Requirement:
The records follow. Copy each one exactly.

Records excerpted from a collection

------------------------------------------------------------

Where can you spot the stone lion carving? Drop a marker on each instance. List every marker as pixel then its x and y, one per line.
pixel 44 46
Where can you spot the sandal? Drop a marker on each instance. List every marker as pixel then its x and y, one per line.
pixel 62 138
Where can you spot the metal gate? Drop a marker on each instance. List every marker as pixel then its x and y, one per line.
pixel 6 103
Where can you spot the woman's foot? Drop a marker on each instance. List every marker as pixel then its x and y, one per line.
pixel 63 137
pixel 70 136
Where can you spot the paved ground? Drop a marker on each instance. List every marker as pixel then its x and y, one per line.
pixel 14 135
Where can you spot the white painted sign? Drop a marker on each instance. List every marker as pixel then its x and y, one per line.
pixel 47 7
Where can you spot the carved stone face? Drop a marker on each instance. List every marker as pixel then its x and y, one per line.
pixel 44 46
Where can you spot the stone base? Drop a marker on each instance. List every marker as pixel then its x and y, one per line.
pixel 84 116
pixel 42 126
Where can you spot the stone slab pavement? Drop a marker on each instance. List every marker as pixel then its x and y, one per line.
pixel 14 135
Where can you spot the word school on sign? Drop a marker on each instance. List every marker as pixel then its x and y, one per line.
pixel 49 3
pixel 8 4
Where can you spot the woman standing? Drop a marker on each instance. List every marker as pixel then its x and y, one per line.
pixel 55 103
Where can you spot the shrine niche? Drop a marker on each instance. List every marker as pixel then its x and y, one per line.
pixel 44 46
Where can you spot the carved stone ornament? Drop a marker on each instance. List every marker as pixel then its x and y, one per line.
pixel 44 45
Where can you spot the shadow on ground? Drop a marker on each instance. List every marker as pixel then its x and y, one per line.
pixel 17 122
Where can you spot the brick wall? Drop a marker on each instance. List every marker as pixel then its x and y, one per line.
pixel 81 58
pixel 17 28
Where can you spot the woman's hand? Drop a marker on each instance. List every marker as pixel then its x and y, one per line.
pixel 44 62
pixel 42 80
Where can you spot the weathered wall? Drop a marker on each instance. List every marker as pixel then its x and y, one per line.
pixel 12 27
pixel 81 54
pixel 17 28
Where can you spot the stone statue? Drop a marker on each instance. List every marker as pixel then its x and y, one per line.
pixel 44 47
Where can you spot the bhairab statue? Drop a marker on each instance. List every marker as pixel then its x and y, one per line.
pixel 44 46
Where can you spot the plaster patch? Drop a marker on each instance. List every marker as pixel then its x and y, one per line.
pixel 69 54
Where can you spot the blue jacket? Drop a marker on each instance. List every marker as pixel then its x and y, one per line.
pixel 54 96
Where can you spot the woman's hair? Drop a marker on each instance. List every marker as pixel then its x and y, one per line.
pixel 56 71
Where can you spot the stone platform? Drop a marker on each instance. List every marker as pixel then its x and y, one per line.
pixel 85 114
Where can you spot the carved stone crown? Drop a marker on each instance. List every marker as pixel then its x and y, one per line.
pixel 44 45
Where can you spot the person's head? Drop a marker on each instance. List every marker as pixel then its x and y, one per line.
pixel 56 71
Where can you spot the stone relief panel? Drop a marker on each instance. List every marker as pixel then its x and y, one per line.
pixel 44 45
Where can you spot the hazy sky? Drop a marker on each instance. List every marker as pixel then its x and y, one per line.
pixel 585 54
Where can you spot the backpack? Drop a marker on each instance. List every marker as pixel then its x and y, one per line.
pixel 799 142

------------------------------------------------------------

Answer section:
Where can you spot the stone lion carving? Drop a marker on each instance. List every marker as pixel then its x and y, one per line.
pixel 44 46
Where can you spot the sandal? Drop a marker on each instance. List every marker as pixel then its x and y, one per line.
pixel 62 138
Where can you spot the metal gate? Drop a marker on each instance. List every marker as pixel then its x and y, one per line.
pixel 6 103
Where can you spot the woman's foot? Drop a marker on each instance. List every marker as pixel then its x and y, one per line.
pixel 63 137
pixel 70 136
Where can you spot the paved ground? Drop a marker on each instance. List every marker as pixel then its x and y, one per line.
pixel 14 135
Where can you spot the white painted sign? Drop a marker on each instance. List every marker as pixel then its x and y, one per line.
pixel 47 7
Where can you spot the carved stone face? Drop a marker on each instance. List every marker as pixel then its x and y, one per line.
pixel 44 46
Where can you spot the stone base? Drop a marker on each instance. List every marker as pixel then its x and y, one per line.
pixel 84 116
pixel 42 126
Where can you spot the stone slab pavement? Drop a marker on each instance. List every marker as pixel then its x and y, one per line.
pixel 14 135
Where can you spot the word school on sign? Drop a marker on each instance. List every marker as pixel then its x and y, one per line.
pixel 49 3
pixel 8 4
Where can you spot the woman standing? Drop a marker on each instance. List every marker as pixel then its x and y, one per line.
pixel 55 103
Where can you spot the shrine niche? Drop a marker on each instance. List every marker as pixel then its x and y, one per line.
pixel 44 46
Where can you spot the carved stone ornament? Drop a marker on each instance. List every marker as pixel then its x and y, one per line.
pixel 44 45
Where can you spot the shadow on ground? Drop a marker on each instance. List every marker as pixel then its x and y, one per line.
pixel 17 122
Where can you spot the brick wall? Drop a marker on each instance. List every marker as pixel then its x and y, one per line.
pixel 81 58
pixel 17 28
Where can you spot the woman's hand? Drop a marker on each instance. List every marker as pixel then its x and y, one per line.
pixel 44 62
pixel 42 80
Where can you spot the weathered wall? Drop a marker on each instance. List every marker as pixel then its x and y, one per line.
pixel 12 27
pixel 81 54
pixel 17 28
Where can you spot the stone statue? Drop a marker on each instance. List every marker as pixel then its x and y, one per line.
pixel 44 47
Where can you spot the bhairab statue? Drop a marker on each instance. List every marker as pixel then its x and y, one per line.
pixel 44 46
Where can you spot the plaster patch? Drop a marker on each instance. List every marker as pixel then its x and y, one per line.
pixel 69 54
Where can you spot the blue jacket? Drop a marker on each instance. List every marker as pixel then its x and y, one per line.
pixel 54 96
Where can you spot the woman's hair? Drop a marker on each instance. List every marker as pixel then its x and y, one per line.
pixel 56 71
Where can you spot the stone platform? Drop a marker on each instance. List every marker as pixel then its x and y, one per line.
pixel 85 114
Where can you spot the carved stone crown? Drop a marker on each instance. List every marker as pixel then its x and y, one per line.
pixel 44 45
Where can you spot the person's head? Drop a marker on each instance. List every marker as pixel then its x and y, one per line.
pixel 56 71
Where can you spot the stone relief panel? Drop a marker on each instance. List every marker as pixel then its x and y, one per line.
pixel 44 45
Where can you spot the hazy sky? Drop a marker on each instance. List every marker as pixel then its x and y, one per line.
pixel 585 54
Where can you spot the backpack? Drop a marker on each instance. List every marker as pixel then its x and y, one per line.
pixel 799 142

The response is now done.